--- Assigned task ---
Range to output from the entries below: the line containing "Target: blue polo shirt" through the line containing "the gravel path". Set it down exactly, ends included, nothing else.

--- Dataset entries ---
──────────────────────────────

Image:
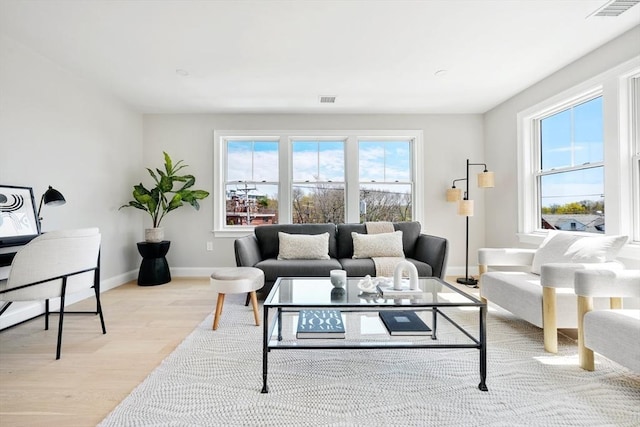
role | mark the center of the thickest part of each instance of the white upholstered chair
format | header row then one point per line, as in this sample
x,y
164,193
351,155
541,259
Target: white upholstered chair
x,y
615,332
541,291
54,265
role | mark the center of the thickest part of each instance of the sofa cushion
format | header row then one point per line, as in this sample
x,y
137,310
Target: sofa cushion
x,y
274,268
410,234
609,332
269,243
560,247
377,245
303,246
361,267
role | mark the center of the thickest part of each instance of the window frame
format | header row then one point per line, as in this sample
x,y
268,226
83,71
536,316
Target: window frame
x,y
614,86
285,138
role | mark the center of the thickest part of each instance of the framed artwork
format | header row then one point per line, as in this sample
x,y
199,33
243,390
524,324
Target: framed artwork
x,y
18,217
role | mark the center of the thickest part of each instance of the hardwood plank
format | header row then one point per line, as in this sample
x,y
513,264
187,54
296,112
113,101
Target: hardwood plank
x,y
96,372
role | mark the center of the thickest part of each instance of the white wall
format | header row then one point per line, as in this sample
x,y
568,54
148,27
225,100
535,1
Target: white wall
x,y
448,139
500,132
57,129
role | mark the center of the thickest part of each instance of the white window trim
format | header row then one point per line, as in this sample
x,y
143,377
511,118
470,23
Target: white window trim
x,y
616,93
351,138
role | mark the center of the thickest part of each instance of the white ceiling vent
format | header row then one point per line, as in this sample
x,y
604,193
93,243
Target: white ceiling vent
x,y
330,99
614,8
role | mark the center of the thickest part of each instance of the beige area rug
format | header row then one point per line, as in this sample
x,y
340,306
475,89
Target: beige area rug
x,y
214,379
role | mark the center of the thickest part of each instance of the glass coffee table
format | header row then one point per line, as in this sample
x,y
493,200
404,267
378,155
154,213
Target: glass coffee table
x,y
436,305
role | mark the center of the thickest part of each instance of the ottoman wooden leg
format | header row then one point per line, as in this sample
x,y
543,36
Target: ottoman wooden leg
x,y
216,317
254,302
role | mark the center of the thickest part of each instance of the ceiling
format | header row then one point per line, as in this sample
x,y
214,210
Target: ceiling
x,y
268,56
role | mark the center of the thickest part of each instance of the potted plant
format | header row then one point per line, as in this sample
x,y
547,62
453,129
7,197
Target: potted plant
x,y
163,198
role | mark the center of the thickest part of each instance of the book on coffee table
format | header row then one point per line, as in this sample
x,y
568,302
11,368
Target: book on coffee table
x,y
320,324
404,323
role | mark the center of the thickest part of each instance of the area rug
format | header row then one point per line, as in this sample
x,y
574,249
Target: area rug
x,y
214,378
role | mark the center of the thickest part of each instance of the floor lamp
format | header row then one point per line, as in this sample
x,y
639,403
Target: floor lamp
x,y
486,179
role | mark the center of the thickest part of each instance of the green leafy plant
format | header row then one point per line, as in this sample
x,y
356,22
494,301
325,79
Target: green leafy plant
x,y
163,198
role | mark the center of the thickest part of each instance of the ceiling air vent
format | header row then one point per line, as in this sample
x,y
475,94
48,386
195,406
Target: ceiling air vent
x,y
328,99
615,7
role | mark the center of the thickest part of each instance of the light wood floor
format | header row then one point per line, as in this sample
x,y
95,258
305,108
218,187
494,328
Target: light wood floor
x,y
96,371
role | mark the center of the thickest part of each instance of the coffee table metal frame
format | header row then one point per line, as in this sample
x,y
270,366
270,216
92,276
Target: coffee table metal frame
x,y
429,284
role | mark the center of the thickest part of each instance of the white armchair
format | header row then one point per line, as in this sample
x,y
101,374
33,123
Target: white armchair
x,y
613,333
541,290
53,265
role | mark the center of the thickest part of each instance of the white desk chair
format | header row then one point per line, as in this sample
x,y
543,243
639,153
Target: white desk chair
x,y
51,266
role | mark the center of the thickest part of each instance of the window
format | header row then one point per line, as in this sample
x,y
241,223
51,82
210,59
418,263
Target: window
x,y
251,184
579,160
318,190
315,176
570,178
385,180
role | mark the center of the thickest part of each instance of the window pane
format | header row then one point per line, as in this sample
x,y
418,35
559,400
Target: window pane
x,y
252,161
265,161
385,202
239,164
573,200
572,137
318,203
251,204
318,161
385,161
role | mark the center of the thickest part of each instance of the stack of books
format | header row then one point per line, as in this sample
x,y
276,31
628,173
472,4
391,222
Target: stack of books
x,y
320,324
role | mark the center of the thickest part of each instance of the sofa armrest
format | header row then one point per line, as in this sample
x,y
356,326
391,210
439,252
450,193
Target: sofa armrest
x,y
608,283
433,250
562,275
247,251
502,257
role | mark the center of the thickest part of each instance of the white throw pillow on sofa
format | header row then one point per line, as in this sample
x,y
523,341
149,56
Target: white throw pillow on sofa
x,y
303,246
377,245
561,246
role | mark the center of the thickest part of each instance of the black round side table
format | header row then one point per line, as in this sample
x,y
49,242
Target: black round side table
x,y
154,269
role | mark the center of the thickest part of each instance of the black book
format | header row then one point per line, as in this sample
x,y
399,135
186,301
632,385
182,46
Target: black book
x,y
404,323
320,324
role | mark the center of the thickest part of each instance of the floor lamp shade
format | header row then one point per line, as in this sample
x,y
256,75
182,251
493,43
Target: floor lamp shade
x,y
465,207
454,194
486,179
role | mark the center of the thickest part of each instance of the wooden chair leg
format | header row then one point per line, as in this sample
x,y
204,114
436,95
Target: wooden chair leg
x,y
585,355
549,321
218,312
254,302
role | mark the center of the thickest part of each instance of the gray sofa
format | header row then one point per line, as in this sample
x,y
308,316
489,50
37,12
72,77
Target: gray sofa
x,y
260,250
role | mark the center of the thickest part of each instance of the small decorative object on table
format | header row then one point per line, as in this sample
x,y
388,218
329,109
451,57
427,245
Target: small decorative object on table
x,y
404,323
320,324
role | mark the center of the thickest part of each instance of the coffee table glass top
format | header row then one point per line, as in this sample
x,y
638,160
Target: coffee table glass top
x,y
319,292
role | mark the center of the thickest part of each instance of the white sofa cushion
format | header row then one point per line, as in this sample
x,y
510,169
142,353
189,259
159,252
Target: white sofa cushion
x,y
303,246
521,293
560,247
615,334
377,245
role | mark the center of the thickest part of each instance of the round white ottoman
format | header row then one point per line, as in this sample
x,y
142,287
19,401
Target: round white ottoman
x,y
236,280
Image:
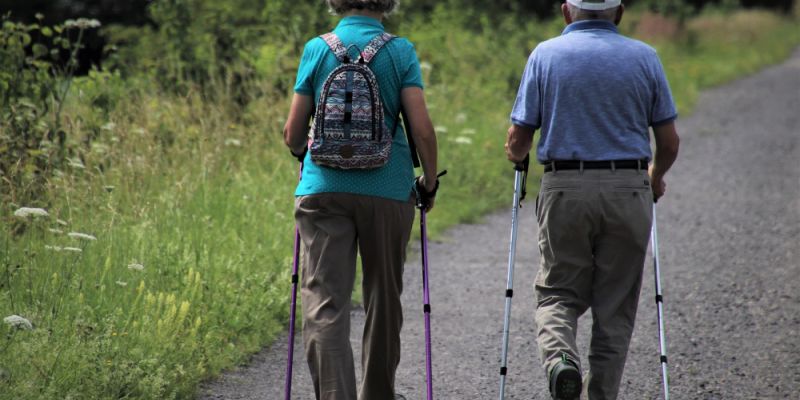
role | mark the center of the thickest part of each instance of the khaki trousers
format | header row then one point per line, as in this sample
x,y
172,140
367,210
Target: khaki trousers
x,y
333,227
594,228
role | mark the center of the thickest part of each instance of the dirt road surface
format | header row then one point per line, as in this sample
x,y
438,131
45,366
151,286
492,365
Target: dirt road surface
x,y
729,230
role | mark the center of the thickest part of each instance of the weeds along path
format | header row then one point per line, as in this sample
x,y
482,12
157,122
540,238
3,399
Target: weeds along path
x,y
730,242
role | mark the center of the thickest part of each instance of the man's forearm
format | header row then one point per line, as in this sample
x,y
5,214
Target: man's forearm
x,y
667,145
519,142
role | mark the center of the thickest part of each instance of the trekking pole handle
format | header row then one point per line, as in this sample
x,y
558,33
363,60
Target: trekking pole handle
x,y
524,164
522,167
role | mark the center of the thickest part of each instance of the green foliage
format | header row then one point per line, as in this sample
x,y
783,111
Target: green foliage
x,y
34,88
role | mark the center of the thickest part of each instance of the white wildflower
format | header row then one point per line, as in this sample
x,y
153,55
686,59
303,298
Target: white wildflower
x,y
76,163
81,236
136,267
18,322
82,23
29,211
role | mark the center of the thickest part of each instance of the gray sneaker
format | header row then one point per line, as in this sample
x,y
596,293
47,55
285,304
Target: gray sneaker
x,y
565,380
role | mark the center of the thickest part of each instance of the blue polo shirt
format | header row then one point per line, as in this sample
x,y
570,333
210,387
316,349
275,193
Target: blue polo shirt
x,y
396,67
594,94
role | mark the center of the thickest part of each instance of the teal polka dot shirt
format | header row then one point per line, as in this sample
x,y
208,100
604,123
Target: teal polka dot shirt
x,y
396,67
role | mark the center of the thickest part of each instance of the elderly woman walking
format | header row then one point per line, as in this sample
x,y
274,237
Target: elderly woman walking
x,y
342,211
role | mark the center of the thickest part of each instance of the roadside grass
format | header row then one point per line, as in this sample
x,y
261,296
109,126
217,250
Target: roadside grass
x,y
192,208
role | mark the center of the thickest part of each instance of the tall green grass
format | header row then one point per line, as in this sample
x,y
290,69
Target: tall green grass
x,y
191,208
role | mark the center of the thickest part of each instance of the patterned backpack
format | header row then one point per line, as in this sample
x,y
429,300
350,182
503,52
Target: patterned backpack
x,y
348,131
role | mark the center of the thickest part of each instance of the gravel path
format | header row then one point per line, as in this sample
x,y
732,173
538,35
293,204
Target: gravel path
x,y
729,235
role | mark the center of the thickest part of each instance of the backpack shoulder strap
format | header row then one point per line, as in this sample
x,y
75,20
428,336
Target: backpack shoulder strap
x,y
336,45
375,45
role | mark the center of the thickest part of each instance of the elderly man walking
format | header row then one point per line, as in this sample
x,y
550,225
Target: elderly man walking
x,y
593,94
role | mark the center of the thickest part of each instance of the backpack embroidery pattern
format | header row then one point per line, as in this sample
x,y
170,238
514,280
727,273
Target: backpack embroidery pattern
x,y
348,131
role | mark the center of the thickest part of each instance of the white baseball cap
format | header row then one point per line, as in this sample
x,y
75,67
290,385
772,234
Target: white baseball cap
x,y
595,5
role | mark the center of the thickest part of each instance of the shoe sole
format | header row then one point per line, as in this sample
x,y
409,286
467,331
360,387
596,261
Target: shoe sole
x,y
568,385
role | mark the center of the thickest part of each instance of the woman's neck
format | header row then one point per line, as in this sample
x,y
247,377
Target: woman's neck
x,y
364,13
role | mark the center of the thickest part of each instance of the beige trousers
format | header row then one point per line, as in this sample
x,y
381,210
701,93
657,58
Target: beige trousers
x,y
333,227
594,228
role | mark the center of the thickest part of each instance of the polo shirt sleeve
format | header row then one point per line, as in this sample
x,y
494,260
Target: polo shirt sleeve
x,y
663,108
526,111
413,75
305,71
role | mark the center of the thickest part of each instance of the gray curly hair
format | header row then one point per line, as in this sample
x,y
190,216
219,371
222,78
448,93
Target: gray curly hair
x,y
340,7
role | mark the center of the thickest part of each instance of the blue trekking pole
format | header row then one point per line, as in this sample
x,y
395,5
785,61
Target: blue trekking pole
x,y
660,304
422,204
520,178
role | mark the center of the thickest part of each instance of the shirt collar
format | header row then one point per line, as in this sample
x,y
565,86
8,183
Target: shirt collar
x,y
590,24
359,20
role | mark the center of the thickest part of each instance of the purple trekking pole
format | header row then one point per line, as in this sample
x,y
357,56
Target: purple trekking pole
x,y
292,312
422,203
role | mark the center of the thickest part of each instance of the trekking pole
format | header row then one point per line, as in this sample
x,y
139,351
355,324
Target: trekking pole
x,y
659,304
520,178
292,312
426,306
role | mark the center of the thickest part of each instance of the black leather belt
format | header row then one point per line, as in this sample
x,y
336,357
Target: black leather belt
x,y
550,166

──────────────────────────────

--- Answer to the problem ---
Target: blue polo shirt
x,y
396,67
594,94
role | mark the center of the thickest part of each instance of the teal polka dot shirt
format | header row then one point per line, as in this sample
x,y
208,100
604,123
Target: teal polka dot shirt
x,y
396,67
role | mark the center of the thickest part of each instance of the elderly woman walking
format | header row then one point per line, as in this sample
x,y
274,237
Target: elderly woman walking
x,y
342,211
role | mark the center of the thickest part of each instance of the roadside grass
format | header row then one point per line, as in this sample
x,y
261,296
109,126
217,250
Target: roadside grass
x,y
192,208
role | mark the center of the thickest part of each instance of the tall green grass
format | header row then one point per line, as in this sample
x,y
290,69
Target: tall green grass
x,y
191,208
role | mark the center of the thickest part of each instance of the patterned backpack
format | header row then one point per line, as in this sample
x,y
429,300
350,182
503,52
Target: patterned backpack
x,y
348,131
role | mark the center of the thickest part of each instance of the gravel path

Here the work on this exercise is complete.